WRITTEN REQUEST.
Reproduce the entire listing word for word.

Stored dataset items
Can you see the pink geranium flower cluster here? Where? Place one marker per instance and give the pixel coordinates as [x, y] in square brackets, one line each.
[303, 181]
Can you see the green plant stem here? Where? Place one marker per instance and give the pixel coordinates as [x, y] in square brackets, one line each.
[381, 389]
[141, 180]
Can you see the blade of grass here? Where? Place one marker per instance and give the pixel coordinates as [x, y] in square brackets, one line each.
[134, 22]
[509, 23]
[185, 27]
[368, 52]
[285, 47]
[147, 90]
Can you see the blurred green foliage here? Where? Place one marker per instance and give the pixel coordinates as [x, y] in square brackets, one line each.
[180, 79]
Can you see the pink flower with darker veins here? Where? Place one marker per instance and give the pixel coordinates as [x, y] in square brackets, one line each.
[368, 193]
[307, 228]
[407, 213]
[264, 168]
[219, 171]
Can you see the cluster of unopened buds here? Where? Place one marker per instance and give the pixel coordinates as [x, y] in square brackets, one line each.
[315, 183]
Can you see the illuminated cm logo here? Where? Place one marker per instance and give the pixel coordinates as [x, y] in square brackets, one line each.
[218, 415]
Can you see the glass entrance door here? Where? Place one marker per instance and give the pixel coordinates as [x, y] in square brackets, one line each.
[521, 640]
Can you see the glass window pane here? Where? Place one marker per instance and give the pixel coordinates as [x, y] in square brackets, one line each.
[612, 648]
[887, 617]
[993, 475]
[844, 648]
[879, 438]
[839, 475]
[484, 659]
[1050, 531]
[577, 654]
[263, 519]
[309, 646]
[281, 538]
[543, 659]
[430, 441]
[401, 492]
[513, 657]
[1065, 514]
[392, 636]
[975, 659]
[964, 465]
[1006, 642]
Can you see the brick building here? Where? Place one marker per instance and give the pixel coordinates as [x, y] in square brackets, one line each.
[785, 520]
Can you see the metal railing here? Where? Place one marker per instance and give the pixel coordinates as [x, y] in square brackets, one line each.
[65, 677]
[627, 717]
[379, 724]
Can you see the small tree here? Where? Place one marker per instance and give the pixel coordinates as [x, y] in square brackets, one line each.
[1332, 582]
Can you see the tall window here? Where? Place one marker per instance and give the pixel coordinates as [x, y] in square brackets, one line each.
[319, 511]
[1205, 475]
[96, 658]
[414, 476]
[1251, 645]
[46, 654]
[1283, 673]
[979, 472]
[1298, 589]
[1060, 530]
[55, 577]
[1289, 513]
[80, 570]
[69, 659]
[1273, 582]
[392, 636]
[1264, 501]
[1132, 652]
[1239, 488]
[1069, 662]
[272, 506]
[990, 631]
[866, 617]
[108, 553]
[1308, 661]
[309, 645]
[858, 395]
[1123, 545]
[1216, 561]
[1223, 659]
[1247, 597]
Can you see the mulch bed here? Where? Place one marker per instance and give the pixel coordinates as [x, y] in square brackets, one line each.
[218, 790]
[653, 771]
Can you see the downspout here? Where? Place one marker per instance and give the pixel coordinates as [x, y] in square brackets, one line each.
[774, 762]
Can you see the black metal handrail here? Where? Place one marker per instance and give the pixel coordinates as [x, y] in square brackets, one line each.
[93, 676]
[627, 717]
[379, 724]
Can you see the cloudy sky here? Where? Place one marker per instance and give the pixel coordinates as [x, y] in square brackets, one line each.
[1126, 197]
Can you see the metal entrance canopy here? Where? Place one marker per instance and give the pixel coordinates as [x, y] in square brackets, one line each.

THE COMPLETED TASK.
Can you see the pink geranium flower cluster here? Where? Place one marker per instance and give the pixel coordinates as [x, y] in square brackets, one line each.
[303, 181]
Can you see the green plant stem here? Where? Place one marker per instance and give the pixel coordinates as [x, y] in square brackets, one line each.
[381, 389]
[141, 180]
Can you see the blade of grass here? Where? Place one marker per instance and give the pixel coordinates as [x, y] in square brackets, one line each.
[134, 22]
[509, 23]
[185, 27]
[368, 52]
[285, 47]
[147, 90]
Can you see the blurred green foliage here? Where? Place one marker per instance and give the pixel coordinates as [x, y] in square brackets, one line each.
[180, 79]
Can you see the pink flower with darker veins here? Where? Place one marker per instance and give the pixel coordinates as [x, y] in square brackets, one line each.
[368, 193]
[307, 228]
[407, 213]
[264, 168]
[219, 171]
Can you see the cluster of unopened buds here? Where? Place one marker per instance and give the pixel coordinates as [x, y] in square brackets, one line each.
[315, 183]
Can you see the illuminated cm logo here? Where? Place one marker per instance and give the pixel coordinates as [x, y] in square brackets, one line each.
[218, 415]
Can you see the glass entrance door here? Where? Place one marker per instance and give the pixel coordinates as [x, y] in square brackets, one line each.
[521, 640]
Can you see the glass window pane here? Where? Place one marker per instance and give the pixel coordinates as [x, y] in square brackets, one line each.
[612, 648]
[887, 617]
[993, 475]
[844, 648]
[879, 438]
[839, 475]
[484, 659]
[1050, 531]
[577, 654]
[263, 519]
[309, 646]
[281, 538]
[543, 659]
[430, 441]
[401, 492]
[513, 657]
[1065, 514]
[392, 636]
[975, 659]
[964, 465]
[1006, 642]
Can you see the brick building here? Where? Place one marker per instance and give the pixel coordinates as [x, y] in square brackets, one line each.
[785, 520]
Can you see the metal railing here? Where? Place one marker per instance and give the pixel coordinates as [x, y] in square brackets, one line each.
[65, 677]
[627, 717]
[379, 724]
Can you see the small tree here? Where? Place one marker per instance and give the pixel coordinates as [x, y] in square brackets, one line each.
[1332, 582]
Can you see the tall window here? Where? Place one marker per instance and give the pixel coordinates as [x, y] in square brackets, one line each.
[319, 511]
[1205, 475]
[96, 658]
[414, 476]
[1251, 645]
[46, 654]
[1283, 673]
[979, 472]
[1298, 589]
[1060, 530]
[55, 577]
[1289, 513]
[80, 570]
[69, 659]
[1273, 582]
[392, 636]
[1264, 501]
[1132, 652]
[1239, 488]
[1069, 662]
[272, 506]
[990, 631]
[866, 617]
[108, 553]
[1308, 661]
[309, 645]
[858, 395]
[1123, 545]
[1216, 561]
[1223, 659]
[1247, 597]
Can you see the mulch bed here? Where? Place one marker per instance and give the pixel coordinates as [x, y] in square brackets, one line each.
[218, 790]
[653, 771]
Can you see the downspout here? Where? Place one marker per instance and give the pixel coordinates as [x, y] in square brackets, one line each.
[774, 762]
Can you see the black metal handrail here? Where? Place one marker per instance and give the pixel coordinates as [x, y] in square brackets, one line each.
[93, 676]
[627, 717]
[379, 724]
Can you see the cloudy sky here? Where? Place one marker per instance and give the pixel coordinates as [x, y] in square brackets, one line each.
[1126, 197]
Can you see the metal entrance canopy here? Where? Place one marker per instance and give the pixel coordinates as [x, y] in square brackets, one line each.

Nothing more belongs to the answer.